> _CONSIGNE A_:
Relevez toutes les lignes des entrées qui contiennent la chaîne "elastic", en tenant compte des majuscules et des minuscules.

> _TEXTE CITÉ_:
L’histoire ? Ca vous intéresse vraiment ? Un avion s’écrase dans une jungle et seule une fillette s’en sort. Elle est secourue et élevée par les singes. Des années plus tard, deux groupes d’hommes blancs (un bon et un méchant) se rendent sur les lieux de l’accident pour retrouver un trésor, volé autrefois par le père de la demoiselle… Tous les ingrédients sont là pour un palpitant film d’aventures avec son lot d’exotisme, de bestioles patibulaires, de marches harassantes dans une nature hostile et de romance amoureuse entre le jeune premier et la belle sauvage… Tous les ingrédients sont là, sauf que nous sommes dans l’économie de la plus pure série Z ! Il faudra donc savoir modérer ses attentes…

La jungle ? Faudra vous contenter d’un bout de studio avec quelques feuillages ! Les animaux dangereux ? Bah, des stock-shots de documentaires animaliers feront l’affaire ! On notera quand même un grand moment où notre jeune héros se jette courageusement dans un combat au corps à corps avec un crocodile pourtant bien inoffensif (en fait, comme Bela Lugosi et sa pieuvre dans Bride of the monster d’Ed Wood ; Buster Crabbe se jette sur un reptile en caoutchouc et l’agite dans tous les sens pour donner l’illusion du mouvement et de la bataille).

Quand aux conditions de vie dans la jungle, que nous imaginions rudes et sans pitié ; nous devrons convenir que le film en donne une image réellement neuve puisque notre héroïne, élevée depuis l’enfance par les singes, est toujours impeccablement maquillée et permanentée, avec même une décoration florale fantaisiste dans la coiffure. Mieux ! Elle est parfois munie… d’un sac à main qui fera sans doute rire les amateurs de séries Z pendant de nombreuses années.

> _CONSIGNE B_:
Reprenez le passage du texte cité en commençant par "La jungle ? Faudra" et en allant jusqu'à "de la bataille).", avec "crocodile" remplacé par "alligator".

Enregistrements de données
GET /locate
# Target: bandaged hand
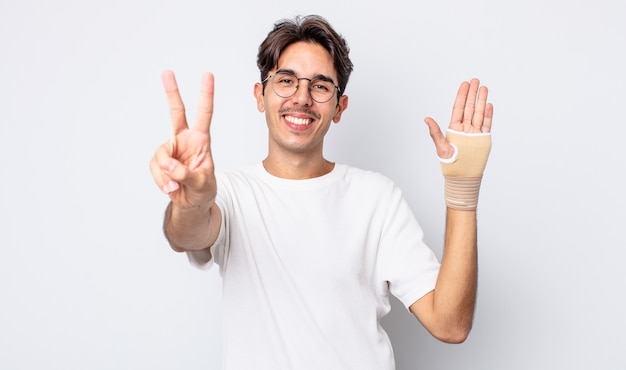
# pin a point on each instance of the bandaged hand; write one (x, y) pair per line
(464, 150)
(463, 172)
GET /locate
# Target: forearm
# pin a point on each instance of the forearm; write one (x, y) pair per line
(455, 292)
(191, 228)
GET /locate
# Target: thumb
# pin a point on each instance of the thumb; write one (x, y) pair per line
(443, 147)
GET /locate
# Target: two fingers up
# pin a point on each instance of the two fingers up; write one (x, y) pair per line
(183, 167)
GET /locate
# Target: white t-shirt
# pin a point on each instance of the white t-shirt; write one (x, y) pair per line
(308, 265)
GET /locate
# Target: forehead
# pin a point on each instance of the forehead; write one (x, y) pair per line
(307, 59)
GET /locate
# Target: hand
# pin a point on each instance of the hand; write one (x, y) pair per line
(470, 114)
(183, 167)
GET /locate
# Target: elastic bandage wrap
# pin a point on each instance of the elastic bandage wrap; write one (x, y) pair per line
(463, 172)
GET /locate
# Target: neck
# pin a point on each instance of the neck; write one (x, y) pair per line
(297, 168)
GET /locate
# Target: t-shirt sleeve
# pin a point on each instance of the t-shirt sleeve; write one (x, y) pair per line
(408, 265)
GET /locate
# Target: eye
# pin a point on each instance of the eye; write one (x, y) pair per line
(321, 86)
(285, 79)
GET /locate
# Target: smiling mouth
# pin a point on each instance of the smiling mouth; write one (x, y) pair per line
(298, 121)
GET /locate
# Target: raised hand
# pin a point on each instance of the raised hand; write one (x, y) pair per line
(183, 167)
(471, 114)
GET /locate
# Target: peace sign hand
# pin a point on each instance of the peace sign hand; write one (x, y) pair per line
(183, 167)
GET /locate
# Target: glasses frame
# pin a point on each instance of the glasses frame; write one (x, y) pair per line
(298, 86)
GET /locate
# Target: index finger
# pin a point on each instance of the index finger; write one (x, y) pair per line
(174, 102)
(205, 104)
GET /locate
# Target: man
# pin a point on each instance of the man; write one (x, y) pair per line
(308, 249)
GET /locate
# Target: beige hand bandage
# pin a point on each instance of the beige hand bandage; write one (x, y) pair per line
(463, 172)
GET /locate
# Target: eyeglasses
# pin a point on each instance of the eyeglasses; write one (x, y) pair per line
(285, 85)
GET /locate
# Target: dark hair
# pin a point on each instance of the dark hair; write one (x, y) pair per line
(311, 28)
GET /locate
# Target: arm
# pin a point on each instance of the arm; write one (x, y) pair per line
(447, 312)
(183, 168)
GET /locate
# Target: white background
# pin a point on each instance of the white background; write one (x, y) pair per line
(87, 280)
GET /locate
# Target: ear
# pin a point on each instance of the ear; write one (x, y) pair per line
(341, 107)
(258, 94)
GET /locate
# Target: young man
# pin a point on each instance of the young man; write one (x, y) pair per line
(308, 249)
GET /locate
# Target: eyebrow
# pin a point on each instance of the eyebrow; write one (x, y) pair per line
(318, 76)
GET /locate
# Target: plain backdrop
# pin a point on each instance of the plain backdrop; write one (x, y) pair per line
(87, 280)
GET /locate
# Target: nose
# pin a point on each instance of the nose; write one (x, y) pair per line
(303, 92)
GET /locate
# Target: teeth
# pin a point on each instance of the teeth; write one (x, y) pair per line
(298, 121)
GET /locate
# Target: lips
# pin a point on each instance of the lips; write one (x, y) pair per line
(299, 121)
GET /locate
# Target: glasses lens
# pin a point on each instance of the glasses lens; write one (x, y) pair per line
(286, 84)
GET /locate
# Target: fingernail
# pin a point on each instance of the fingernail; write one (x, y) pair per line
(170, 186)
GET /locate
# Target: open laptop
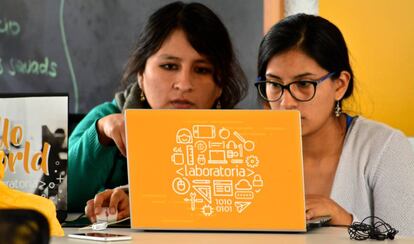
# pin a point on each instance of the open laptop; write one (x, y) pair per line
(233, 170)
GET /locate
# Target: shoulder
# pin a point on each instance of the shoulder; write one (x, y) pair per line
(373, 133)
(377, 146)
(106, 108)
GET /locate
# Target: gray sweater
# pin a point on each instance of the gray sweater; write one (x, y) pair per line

> _RÉPONSE RÉDIGÉE A_:
# Target: elastic bandage wrap
# pin a point on each instance of the elastic bandage wrap; write one (x, y) pair per line

> _RÉPONSE RÉDIGÉE B_:
La jungle ? Faudra vous contenter d’un bout de studio avec quelques feuillages ! Les animaux dangereux ? Bah, des stock-shots de documentaires animaliers feront l’affaire ! On notera quand même un grand moment où notre jeune héros se jette courageusement dans un combat au corps à corps avec un alligator pourtant bien inoffensif (en fait, comme Bela Lugosi et sa pieuvre dans Bride of the monster d’Ed Wood ; Buster Crabbe se jette sur un reptile en caoutchouc et l’agite dans tous les sens pour donner l’illusion du mouvement et de la bataille).